Stated exercise 1: Reproduce the passage of the Spring Boot deserialization thread that begins at the words "If you run this" and stops after the words "the JSONObject class.".

CODEWITHSUNDEEP
javaspring-bootjacksonjson-deserialization
H.Defesene
H.Defesene

Reputation: 21

Why spring boot can deserialize class without default constructor?

I wonder why spring boot can deserialize the class which has no default constructor by Jackson's objectMapper,but when i mannually using objectMapper in unit test,it can not deserialize(com.fasterxml.jackson.databind.exc.InvalidDefinitionException: Cannot construct instance of xxx (no Creators, like default constructor, exist): cannot deserialize from Object value (no delegate- or property-based Creator) ).

Here is my controller:

  @PostMapping("/precise")
  public Resp<List<MatchedOutLineResponseDTO>> getPreciseMatchedOutLine(
  @RequestBody List<MatchedOutLineRequestDTO> request)

Here is my pojo:

@Getter
public class MatchedOutLineRequestDTO {

   private String uuid;
   private JSONObject outLineGeometry;

   public MatchedOutLineRequestDTO(String uuid, JSONObject outLineGeometry) {
     this.uuid = uuid;
     this.outLineGeometry = outLineGeometry;
   }
 }

can someone tell me the reason?

Upvotes: 1

Views: 4321

Answers (1)

Sunit Chatterjee
Sunit Chatterjee

Reputation: 322

  1. Json Serialization (Object to JSON)
    • does not requires a no-argument constructor
    • only requires accessor methods (get...) for properties you want to expose
  2. Json Deserialization (JSON to Object)
    • requires a no-argument constructor and setters because the object mapper first creates the class using the no-args constructor and then uses the setters to set the field values.

Consider the code example below

public class Test {
    @Getter
    static class Dummy {
        private String uuid;
        private Date date;
        private JSONObject jsonObject;

        public Dummy(String uuid, Date date, JSONObject jsonObject) {
            this.uuid = uuid;
            this.date = date;
            this.jsonObject = jsonObject;
        }
    }

    public static void main(String[] args) throws JsonProcessingException {
        ObjectMapper mapper = new ObjectMapper();

        JSONObject jsonObject = new JSONObject();
        jsonObject.put("Name", "John Doe");
        jsonObject.put("Age", "Unknown");
        Dummy dummyObj = new Dummy(UUID.randomUUID().toString(), new Date(), jsonObject);

        String jsonStr = mapper.writeValueAsString(dummyObj);
        System.out.println("Serialized JSON = " + jsonStr);
    }
}

If you run this code, the only serialization error you will get is No serializer found for class org.json.JSONObject

The problem is the serialization of the JSONObject class.

Stated exercise 2: Express the records as a JSON list of strings with one string per line and no blank lines, beginning at the first line of the records and stopping after the line that contains "[[454, 281]]", both included.

[Excerpts from a pointing dataset]

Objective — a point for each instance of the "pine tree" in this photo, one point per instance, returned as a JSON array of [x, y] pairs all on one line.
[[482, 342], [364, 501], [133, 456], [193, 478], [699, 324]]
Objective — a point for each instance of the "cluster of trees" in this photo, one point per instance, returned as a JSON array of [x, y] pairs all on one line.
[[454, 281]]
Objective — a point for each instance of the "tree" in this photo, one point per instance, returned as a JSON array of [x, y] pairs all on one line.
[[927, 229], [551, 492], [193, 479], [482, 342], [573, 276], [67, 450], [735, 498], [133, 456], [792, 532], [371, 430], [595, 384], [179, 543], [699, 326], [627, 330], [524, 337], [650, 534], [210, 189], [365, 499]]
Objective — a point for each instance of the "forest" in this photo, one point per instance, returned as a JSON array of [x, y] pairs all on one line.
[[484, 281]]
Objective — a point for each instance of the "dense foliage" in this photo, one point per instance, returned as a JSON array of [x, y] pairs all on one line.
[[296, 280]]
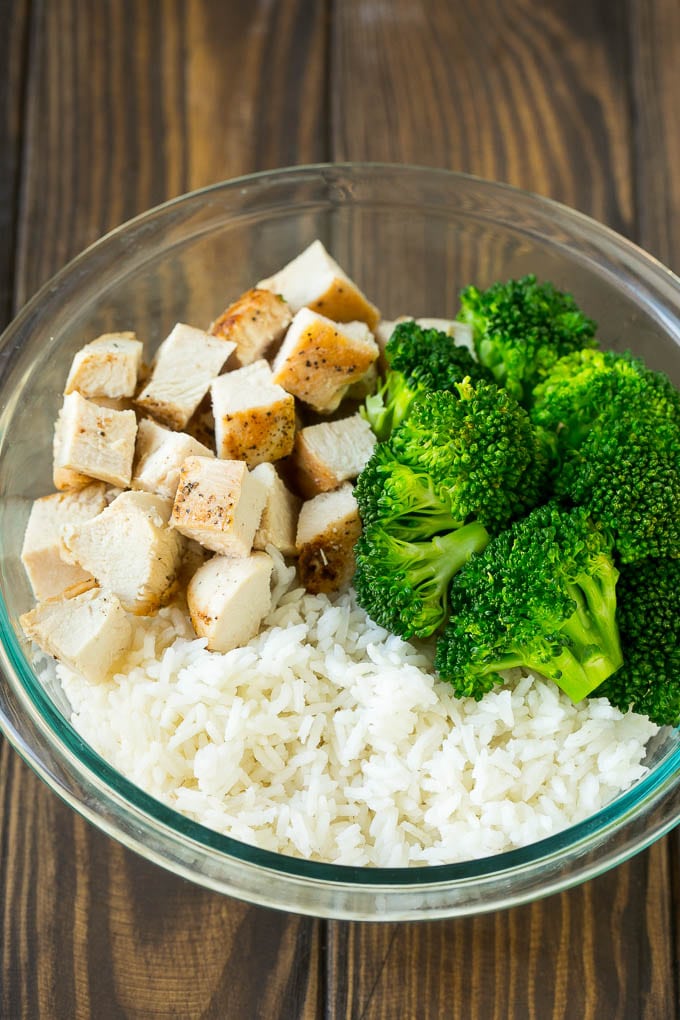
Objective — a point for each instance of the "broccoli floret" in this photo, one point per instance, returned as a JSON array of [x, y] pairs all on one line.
[[626, 473], [522, 327], [541, 596], [428, 498], [419, 360], [402, 500], [404, 584], [648, 616], [587, 385], [483, 455]]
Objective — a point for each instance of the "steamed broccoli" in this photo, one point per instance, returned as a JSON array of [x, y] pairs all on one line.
[[419, 360], [522, 327], [404, 584], [626, 473], [648, 616], [588, 387], [541, 596], [453, 472]]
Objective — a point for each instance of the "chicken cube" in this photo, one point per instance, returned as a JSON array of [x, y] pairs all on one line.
[[228, 598], [218, 504], [255, 322], [93, 442], [185, 365], [320, 359], [327, 531], [106, 367], [314, 279], [131, 550], [159, 455], [255, 419], [42, 553], [279, 516], [332, 452], [90, 632]]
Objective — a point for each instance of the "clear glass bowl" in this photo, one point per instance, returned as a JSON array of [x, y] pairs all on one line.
[[411, 238]]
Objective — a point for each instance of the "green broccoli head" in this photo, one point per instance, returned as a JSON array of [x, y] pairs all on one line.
[[541, 596], [586, 385], [403, 585], [521, 327], [420, 360], [485, 459], [401, 499], [626, 473], [648, 616]]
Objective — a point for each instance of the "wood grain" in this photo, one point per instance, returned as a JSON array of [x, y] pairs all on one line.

Exercise solution 1:
If you run this code, the only serialization error you will get is No serializer found for class org.json.JSONObject

The problem is the serialization of the JSONObject class.

Exercise solution 2:
[
  "Objective — a point for each instance of the \"pine tree\" in this photo, one point per instance, returned as a JSON array of [x, y] pairs all on one line.",
  "[[482, 342], [364, 501], [133, 456], [193, 478], [699, 324]]",
  "Objective — a point for each instance of the \"cluster of trees\" in this photo, one point per instance, returned as a JSON array of [x, y] pairs all on one line.",
  "[[454, 281]]"
]